Supplied records:
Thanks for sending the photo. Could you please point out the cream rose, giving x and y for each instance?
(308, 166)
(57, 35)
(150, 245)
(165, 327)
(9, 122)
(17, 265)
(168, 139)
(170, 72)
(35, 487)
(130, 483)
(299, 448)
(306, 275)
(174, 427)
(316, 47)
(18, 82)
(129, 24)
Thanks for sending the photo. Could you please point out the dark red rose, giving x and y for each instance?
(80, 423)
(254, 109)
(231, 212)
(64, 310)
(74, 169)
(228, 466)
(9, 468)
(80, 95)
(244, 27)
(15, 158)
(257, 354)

Objective: Please copy out the data from the line holding "out the dark" through the end of the data, inclusive, with "dark red" changed to "deep red" and nothing else altered.

Exercise output:
Thanks for sending the photo. Could you please point out the deep red rose, giving x and y for each instance?
(80, 423)
(254, 109)
(231, 212)
(64, 310)
(74, 169)
(228, 466)
(9, 468)
(80, 95)
(244, 27)
(15, 158)
(257, 354)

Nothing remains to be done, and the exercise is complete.